* BEGIN *
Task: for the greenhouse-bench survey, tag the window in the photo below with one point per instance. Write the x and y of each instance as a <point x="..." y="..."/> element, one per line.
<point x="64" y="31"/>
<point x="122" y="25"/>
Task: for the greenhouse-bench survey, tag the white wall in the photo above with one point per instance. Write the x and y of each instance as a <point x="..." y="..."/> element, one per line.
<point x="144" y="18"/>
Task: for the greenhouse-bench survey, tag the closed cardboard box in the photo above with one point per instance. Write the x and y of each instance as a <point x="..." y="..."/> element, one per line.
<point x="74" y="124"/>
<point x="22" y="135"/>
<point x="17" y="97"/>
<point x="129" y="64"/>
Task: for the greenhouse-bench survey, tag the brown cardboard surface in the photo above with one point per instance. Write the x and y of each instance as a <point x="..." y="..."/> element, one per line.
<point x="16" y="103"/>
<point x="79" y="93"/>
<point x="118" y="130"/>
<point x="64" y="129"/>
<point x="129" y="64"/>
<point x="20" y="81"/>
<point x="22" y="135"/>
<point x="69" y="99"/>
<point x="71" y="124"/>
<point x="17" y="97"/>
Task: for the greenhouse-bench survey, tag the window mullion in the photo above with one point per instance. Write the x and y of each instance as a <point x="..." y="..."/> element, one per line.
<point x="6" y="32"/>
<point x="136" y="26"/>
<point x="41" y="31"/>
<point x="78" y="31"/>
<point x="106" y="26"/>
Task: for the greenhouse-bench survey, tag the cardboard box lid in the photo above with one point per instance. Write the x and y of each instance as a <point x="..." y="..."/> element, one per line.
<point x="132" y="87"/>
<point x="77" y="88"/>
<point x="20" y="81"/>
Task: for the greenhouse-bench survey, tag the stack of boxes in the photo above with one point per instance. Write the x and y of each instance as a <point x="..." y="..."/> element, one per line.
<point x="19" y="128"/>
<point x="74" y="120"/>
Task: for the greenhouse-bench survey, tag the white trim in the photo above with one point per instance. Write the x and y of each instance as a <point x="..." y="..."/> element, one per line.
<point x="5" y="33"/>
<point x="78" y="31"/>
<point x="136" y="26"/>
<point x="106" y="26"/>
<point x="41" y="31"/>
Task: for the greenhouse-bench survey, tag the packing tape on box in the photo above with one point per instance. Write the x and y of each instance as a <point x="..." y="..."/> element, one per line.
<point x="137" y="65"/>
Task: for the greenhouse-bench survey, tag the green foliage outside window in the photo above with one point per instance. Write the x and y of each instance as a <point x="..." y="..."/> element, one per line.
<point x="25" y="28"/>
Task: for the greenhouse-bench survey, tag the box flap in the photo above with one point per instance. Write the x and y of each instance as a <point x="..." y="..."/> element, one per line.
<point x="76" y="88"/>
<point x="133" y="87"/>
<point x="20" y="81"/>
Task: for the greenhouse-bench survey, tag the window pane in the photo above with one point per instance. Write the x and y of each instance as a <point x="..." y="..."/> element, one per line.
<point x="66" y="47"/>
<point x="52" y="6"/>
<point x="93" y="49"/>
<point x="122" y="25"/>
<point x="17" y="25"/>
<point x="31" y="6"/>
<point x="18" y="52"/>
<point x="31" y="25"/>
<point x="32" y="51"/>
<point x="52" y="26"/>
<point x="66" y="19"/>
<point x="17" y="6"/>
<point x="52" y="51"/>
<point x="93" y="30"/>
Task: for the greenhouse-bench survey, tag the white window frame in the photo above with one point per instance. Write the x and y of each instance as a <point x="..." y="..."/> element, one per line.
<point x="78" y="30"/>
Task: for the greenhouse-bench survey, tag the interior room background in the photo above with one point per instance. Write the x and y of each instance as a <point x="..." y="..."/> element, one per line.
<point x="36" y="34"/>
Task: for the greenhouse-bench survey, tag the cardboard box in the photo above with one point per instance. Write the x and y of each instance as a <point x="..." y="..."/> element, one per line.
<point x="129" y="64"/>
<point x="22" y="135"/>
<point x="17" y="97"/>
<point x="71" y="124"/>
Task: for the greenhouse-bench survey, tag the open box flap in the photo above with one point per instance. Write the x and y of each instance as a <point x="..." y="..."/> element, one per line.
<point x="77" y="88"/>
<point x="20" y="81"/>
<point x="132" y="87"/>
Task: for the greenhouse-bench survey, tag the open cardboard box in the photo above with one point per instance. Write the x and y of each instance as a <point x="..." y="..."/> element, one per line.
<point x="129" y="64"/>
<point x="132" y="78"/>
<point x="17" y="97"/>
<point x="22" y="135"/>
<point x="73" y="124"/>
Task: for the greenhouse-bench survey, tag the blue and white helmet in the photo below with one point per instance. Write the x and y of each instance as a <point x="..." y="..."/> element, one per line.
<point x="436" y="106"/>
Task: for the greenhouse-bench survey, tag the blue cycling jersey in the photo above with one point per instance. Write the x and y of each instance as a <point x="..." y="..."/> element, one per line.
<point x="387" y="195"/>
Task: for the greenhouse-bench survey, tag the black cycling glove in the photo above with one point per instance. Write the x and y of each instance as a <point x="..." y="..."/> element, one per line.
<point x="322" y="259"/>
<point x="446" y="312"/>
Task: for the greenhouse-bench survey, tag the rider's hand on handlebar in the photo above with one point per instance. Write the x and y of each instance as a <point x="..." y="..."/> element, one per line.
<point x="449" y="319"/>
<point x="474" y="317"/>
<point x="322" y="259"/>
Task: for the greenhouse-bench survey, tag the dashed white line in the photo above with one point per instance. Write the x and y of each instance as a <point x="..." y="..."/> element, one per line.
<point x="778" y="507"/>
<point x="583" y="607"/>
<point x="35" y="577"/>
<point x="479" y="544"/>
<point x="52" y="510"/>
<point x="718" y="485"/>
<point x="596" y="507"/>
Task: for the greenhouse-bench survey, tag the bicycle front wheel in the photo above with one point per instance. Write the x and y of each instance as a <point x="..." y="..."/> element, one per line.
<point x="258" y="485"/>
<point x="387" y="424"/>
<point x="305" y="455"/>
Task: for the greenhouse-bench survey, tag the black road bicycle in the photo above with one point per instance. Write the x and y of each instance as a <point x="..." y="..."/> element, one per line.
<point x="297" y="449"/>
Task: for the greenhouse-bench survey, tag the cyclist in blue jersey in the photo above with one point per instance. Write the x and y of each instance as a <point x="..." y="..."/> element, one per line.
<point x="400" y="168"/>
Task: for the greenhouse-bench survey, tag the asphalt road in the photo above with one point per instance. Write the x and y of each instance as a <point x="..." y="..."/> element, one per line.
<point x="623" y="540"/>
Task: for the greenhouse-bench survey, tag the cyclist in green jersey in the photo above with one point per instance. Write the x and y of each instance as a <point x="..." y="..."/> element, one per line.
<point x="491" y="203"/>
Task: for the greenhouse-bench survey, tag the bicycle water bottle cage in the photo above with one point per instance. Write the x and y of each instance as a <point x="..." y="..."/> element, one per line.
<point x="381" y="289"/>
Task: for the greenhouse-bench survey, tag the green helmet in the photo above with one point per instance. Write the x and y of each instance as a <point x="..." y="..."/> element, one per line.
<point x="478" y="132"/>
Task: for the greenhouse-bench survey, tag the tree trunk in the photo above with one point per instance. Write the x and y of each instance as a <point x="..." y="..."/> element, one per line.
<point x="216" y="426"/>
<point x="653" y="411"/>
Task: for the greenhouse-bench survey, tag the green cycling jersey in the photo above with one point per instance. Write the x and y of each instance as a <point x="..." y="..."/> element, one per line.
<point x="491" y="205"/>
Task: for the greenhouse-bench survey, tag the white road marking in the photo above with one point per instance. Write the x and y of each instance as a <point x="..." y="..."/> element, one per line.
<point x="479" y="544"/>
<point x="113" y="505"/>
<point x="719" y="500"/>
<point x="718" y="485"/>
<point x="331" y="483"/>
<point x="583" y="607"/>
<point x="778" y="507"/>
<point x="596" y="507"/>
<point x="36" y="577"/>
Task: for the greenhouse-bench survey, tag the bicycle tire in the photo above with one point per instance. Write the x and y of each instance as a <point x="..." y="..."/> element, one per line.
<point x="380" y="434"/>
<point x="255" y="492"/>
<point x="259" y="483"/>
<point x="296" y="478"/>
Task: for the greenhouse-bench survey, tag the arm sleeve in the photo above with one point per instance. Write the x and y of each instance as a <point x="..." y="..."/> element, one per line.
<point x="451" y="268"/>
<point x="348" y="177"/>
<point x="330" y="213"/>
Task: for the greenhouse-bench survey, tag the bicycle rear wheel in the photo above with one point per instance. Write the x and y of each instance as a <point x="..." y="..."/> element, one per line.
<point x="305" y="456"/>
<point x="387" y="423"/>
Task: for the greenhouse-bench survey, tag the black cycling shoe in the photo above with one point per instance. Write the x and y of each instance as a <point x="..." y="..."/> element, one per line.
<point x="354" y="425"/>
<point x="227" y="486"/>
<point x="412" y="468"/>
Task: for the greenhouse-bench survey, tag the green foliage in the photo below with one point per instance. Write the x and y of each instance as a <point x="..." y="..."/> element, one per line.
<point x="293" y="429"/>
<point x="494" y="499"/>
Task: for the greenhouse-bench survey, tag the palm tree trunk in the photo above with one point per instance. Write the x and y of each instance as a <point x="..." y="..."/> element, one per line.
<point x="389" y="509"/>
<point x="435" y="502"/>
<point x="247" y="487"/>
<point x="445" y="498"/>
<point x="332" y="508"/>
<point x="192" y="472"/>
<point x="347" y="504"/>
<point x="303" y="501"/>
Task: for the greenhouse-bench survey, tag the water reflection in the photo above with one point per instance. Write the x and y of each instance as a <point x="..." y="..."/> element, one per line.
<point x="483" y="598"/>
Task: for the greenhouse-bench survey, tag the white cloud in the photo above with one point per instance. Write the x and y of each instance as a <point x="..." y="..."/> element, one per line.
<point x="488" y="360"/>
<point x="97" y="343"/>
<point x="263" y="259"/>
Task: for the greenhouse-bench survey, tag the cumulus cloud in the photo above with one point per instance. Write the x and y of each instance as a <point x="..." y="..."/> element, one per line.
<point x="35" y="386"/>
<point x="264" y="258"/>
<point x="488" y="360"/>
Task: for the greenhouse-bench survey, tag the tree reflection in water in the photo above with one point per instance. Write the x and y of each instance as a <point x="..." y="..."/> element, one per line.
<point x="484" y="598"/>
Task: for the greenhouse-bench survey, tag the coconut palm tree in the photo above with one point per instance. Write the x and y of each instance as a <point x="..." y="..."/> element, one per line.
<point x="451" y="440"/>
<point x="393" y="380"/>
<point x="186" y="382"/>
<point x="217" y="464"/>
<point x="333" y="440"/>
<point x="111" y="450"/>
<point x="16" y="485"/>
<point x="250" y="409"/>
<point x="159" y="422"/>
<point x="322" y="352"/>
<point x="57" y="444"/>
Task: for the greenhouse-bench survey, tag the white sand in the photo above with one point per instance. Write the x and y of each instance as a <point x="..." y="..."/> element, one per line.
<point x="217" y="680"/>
* END *
▶ What you are asked to do:
Begin at the line that has "Task: for the greenhouse-bench survey, tag the coconut" and stop after the last of the items. Write out every line in that stretch, including the lines starting with "Task:", and shift each x and y coordinate in the answers by -68.

▶ Solution below:
Task: for the greenhouse-bench survey, tag the coconut palm tree in the photo above with one point per instance. Write the x and y of each instance as a <point x="..." y="..."/> element, one per line.
<point x="383" y="372"/>
<point x="325" y="312"/>
<point x="118" y="314"/>
<point x="149" y="396"/>
<point x="265" y="372"/>
<point x="43" y="382"/>
<point x="-52" y="417"/>
<point x="182" y="341"/>
<point x="91" y="354"/>
<point x="254" y="284"/>
<point x="-11" y="376"/>
Task: for the greenhouse-bench survey, tag the white sand in the photo above with one point per instance. Write the x and y of each instance as a <point x="..." y="..."/> element, one per line.
<point x="149" y="612"/>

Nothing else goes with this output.